WORK TO BE COMPLETED.
I need the entries printed again word for word, without the images.

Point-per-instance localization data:
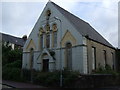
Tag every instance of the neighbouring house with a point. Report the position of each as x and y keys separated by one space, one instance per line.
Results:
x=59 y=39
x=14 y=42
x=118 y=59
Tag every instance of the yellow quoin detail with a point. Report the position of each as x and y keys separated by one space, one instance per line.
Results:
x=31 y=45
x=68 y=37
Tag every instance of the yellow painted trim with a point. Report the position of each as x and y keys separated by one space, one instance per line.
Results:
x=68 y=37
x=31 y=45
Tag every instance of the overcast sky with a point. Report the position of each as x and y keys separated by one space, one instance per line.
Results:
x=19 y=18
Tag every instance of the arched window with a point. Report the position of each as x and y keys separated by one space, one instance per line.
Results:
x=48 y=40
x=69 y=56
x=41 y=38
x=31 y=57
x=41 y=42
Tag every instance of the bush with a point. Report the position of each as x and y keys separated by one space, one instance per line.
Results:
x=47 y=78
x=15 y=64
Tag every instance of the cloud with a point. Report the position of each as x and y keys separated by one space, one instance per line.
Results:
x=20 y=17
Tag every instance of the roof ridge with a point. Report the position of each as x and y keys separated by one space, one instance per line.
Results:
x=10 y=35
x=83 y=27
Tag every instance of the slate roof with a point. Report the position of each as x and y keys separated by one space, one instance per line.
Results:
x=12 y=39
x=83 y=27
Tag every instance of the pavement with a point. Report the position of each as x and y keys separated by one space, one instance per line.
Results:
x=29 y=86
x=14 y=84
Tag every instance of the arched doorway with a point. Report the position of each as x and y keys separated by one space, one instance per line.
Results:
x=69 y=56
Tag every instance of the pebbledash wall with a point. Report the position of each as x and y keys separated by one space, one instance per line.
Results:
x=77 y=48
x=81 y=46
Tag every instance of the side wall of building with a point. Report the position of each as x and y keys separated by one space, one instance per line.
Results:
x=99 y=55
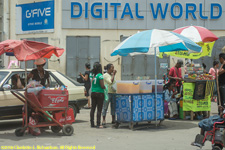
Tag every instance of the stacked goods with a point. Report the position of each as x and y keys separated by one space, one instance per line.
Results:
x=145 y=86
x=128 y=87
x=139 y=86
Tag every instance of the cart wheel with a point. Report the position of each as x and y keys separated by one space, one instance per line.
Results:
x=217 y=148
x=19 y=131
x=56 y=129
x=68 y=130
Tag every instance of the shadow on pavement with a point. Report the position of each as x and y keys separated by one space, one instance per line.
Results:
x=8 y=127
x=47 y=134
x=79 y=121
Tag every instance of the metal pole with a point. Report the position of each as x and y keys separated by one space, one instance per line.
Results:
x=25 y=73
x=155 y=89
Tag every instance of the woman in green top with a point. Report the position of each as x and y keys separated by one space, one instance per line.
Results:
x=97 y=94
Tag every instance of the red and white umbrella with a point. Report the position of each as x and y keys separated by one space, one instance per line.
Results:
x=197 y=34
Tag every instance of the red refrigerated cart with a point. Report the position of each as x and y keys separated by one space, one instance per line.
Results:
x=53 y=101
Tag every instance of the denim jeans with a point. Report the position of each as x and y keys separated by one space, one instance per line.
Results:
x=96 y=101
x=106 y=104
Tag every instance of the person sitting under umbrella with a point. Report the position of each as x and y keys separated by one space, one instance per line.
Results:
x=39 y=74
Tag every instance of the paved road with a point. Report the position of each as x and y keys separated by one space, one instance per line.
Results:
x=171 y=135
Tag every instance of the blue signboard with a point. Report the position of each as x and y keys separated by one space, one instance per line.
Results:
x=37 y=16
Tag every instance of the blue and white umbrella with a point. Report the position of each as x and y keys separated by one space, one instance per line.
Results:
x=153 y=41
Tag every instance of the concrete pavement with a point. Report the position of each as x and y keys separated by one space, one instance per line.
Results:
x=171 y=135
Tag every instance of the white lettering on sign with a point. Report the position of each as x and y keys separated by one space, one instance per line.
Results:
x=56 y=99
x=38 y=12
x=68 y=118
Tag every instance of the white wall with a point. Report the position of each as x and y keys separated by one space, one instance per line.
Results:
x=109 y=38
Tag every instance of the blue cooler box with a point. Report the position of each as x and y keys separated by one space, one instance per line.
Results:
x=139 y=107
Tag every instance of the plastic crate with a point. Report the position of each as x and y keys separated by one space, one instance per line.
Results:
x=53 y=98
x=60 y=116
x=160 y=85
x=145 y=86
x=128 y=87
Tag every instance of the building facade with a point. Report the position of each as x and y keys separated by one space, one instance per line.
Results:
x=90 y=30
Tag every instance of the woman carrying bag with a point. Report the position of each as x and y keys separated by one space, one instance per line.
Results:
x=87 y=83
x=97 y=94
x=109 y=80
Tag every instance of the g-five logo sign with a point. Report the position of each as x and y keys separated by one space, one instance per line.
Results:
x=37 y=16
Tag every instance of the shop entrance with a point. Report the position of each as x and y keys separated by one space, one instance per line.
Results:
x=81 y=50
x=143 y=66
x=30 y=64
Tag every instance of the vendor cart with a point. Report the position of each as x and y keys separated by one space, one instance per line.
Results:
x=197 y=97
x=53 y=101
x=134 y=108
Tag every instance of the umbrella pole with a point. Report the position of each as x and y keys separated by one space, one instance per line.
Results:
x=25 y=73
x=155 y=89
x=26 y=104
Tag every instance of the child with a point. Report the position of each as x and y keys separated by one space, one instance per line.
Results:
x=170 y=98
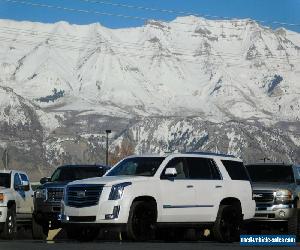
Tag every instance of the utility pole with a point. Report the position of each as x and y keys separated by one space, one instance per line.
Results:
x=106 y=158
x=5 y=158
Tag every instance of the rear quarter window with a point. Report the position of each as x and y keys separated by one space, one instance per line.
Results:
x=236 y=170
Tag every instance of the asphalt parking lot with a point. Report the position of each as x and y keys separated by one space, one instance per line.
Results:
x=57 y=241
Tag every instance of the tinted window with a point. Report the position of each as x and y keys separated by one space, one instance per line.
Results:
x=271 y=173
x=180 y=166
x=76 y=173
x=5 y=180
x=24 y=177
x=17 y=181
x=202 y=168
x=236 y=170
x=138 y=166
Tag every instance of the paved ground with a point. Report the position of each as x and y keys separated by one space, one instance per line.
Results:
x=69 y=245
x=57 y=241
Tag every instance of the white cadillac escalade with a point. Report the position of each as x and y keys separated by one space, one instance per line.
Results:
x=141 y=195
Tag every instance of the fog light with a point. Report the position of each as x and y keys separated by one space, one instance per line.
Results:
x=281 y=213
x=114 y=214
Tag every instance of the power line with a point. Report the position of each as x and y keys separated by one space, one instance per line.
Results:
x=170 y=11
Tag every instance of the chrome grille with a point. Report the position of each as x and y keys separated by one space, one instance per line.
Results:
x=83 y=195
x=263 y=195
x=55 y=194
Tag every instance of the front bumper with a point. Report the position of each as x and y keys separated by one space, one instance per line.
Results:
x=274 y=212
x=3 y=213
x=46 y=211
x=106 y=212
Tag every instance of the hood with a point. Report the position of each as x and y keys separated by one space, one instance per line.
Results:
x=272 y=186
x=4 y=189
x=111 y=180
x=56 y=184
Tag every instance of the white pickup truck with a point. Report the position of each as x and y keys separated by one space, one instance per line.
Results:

RESPONSE BELOW.
Tag every instance of the neighbouring house with a point. Report the position of each as x and y keys separated by one space, one instance per line.
Results:
x=59 y=39
x=14 y=42
x=118 y=59
Tag every instance of the yellow quoin detail with a point. Report the position of each as x and y keys separated by one space, one instance per line.
Results:
x=31 y=45
x=68 y=37
Tag every instance of the yellow painted trim with a point. Report the position of each as x and y keys separated by one space, one instance per line.
Results:
x=68 y=37
x=31 y=45
Tag every instance of the overcast sky with a point. Report the position of each as x and y keys separated by one space, one instance per line.
Results:
x=19 y=18
Tag every instance of the arched window with a point. Report the position of each as x and y keys separated by one space, one instance per line.
Results:
x=48 y=40
x=69 y=56
x=41 y=38
x=31 y=57
x=41 y=42
Tag every instance of the bush with a point. Report the position of each as x and y keys separated by one space, one instance per line.
Results:
x=47 y=78
x=15 y=64
Tag every instance of the cloud with a point. Report the position of each as x and y keys separated by one space, one instance per line.
Results:
x=20 y=17
Tag every instance of the roof ridge with a point. Report the position of each as x and y keys separated by one space, one instance per line.
Results:
x=10 y=35
x=83 y=27
Tag every instance of the slate roof with a point. Report the position of each as x and y keys separated by one space, one instance per line.
Results:
x=12 y=39
x=83 y=27
Tag every instance of the pavement with a point. Report the position of each as x and y keys separated by one space, one instance per line.
Results:
x=29 y=86
x=14 y=84
Tag every instance of the arched doorway with a point. Report the position of each as x and y keys separated by one space, one instance per line.
Results:
x=69 y=56
Tag every instance of the pebbledash wall with a point. Report the position of each as x and y keys separated by one space, one instance per line.
Results:
x=77 y=48
x=81 y=46
Tag every instance of the side wall of building with a point. Report the position of each as x and y keys separated by one space, one instance per line.
Results:
x=99 y=55
Tag every instance of the stacked goods with a point. Report the position of each as x and y keys separated by one space, one instance per line.
Results:
x=145 y=86
x=128 y=87
x=139 y=86
Tag every instance of the cart wheel with a point. Report the position of each as x and y keys separated by one space, one instance per line.
Results:
x=217 y=148
x=19 y=131
x=56 y=129
x=68 y=130
Tag every instance of the shadow on pavement with a point. Report the position of each as x and y keys separated by one space, one instance per line.
Results:
x=8 y=127
x=47 y=134
x=79 y=121
Tag every instance of the metal pole with a point. Report the position of each as x and y keys separated by one space, one instance per line.
Results:
x=25 y=73
x=155 y=89
Tag every instance of the woman in green top with a point. Report the position of each as x and y keys separated by one space, one instance per line.
Results:
x=97 y=94
Tag every instance of the red and white umbrella with a point. Report the position of each as x and y keys separated by one space, one instance per line.
Results:
x=197 y=34
Tag every instance of the red refrigerated cart with a point. Report the position of each as x and y keys separated by one space, one instance per line.
Results:
x=53 y=101
Tag every instance of the denim jeans with a point. Report the position of each as x and y keys separated by one space, one instance per line.
Results:
x=96 y=101
x=106 y=104
Tag every instance of the person sitting under umbrella with a point. Report the position of each as x and y keys separated by one space, one instance per line.
Results:
x=39 y=74
Tag every instance of the paved road with a point. Report the position of each as x and y keys separated by one space, one instance per line.
Results:
x=171 y=135
Tag every instance of the blue signboard with a point. Report the position of each as x and y keys separated by one space, one instance per line.
Results:
x=37 y=16
Tag every instance of the blue and white umbrella with a point. Report the position of each as x and y keys separated by one space, one instance per line.
Results:
x=153 y=41
Tag every instance of the concrete pavement with a point. Report the position of each as x and y keys separated by one space, one instance per line.
Results:
x=171 y=135
Tag every instance of the white lettering on sign with a point. Report the position of each as x and y keys separated by one space, one instance per line.
Results:
x=56 y=99
x=38 y=12
x=68 y=118
Tag every instance of the white wall with a point. Report the position of each as x and y keys separated by one space, one instance per line.
Results:
x=109 y=38
Tag every instance of the blue cooler box with a point. Report the position of each as x and y keys separated by one space, one instance per line.
Results:
x=139 y=107
Tag every instance of the plastic crate with a point. Report the position of each as x and y keys separated by one space, one instance per line.
Results:
x=53 y=98
x=60 y=116
x=160 y=85
x=145 y=86
x=128 y=87
Tag every instance of the building facade with a point. Report the position of each as x and y keys separated by one space, one instance per line.
Results:
x=90 y=30
Tag every instance of the woman carrying bag with a point. Report the position of each as x and y keys separated by one space, one instance per line.
Results:
x=87 y=83
x=97 y=94
x=109 y=80
Tag every instance of the g-five logo sign with a point. Report the position of each as x and y keys separated by one space, one instance per line.
Results:
x=37 y=16
Tag every instance of the shop entrance with a point. Report the position of each as x and y keys separated by one space, one instance per line.
Results:
x=81 y=50
x=143 y=66
x=30 y=64
Tag every instance of the vendor cart with a point. Report the position of each as x and y keys separated by one space, one instance per line.
Results:
x=197 y=97
x=53 y=101
x=134 y=108
Tag every instance of the umbrella pole with a point. Report the position of each as x and y keys separated by one space, one instance per line.
Results:
x=25 y=73
x=155 y=89
x=26 y=104
Tag every instance of the child with a point. Report the position of each as x and y keys separated by one space, one instance per line.
Results:
x=170 y=98
Tag every instance of the utility pole with a point. Report the position of each as x and y keys separated by one space, one instance per line.
Results:
x=106 y=158
x=5 y=158
Tag every instance of the rear quarter window with a point. Report the position of each as x and y keys separated by one space, one instance per line.
Results:
x=236 y=170
Tag every instance of the asphalt parking lot with a point. Report the position of each as x and y keys separated by one space, one instance per line.
Results:
x=57 y=241
Tag every instance of the tinted window with a point. Report the position of each as x and y keys separated by one space, one instance per line.
Results:
x=271 y=173
x=180 y=166
x=76 y=173
x=5 y=180
x=24 y=177
x=17 y=181
x=202 y=168
x=236 y=170
x=138 y=166
Tag every instance of the paved ground with a point. Report the position of each as x and y keys separated by one space, one instance per line.
Results:
x=69 y=245
x=57 y=241
Tag every instance of the white cadillac escalade with a point. Report the position of each as x and y keys separated by one space, one instance per line.
Results:
x=141 y=195
Tag every instance of the fog light with a point. Report the position of each as x and y keys separated by one space, one instance per line.
Results:
x=281 y=213
x=114 y=214
Tag every instance of the power line with a point. Report the position of each as x and y keys separated by one space, one instance per line.
Results:
x=170 y=11
Tag every instance of the chrome grille with a point. Report the position of each as x and y keys separated by one space, one instance per line.
Results:
x=83 y=195
x=263 y=195
x=55 y=194
Tag every instance of the front bumper with a point. Report the position of each as x and y keys separated by one space, one instance per line.
Results:
x=274 y=212
x=3 y=213
x=46 y=211
x=106 y=212
Tag every instance of the hood with a point. Report the position of each as x and y keys separated by one space, one instance per line.
Results:
x=272 y=186
x=4 y=189
x=111 y=180
x=56 y=184
Tag every instance of the white pickup truck with a point. Report the position of each as x and y keys separated by one space, one instance per line.
Results:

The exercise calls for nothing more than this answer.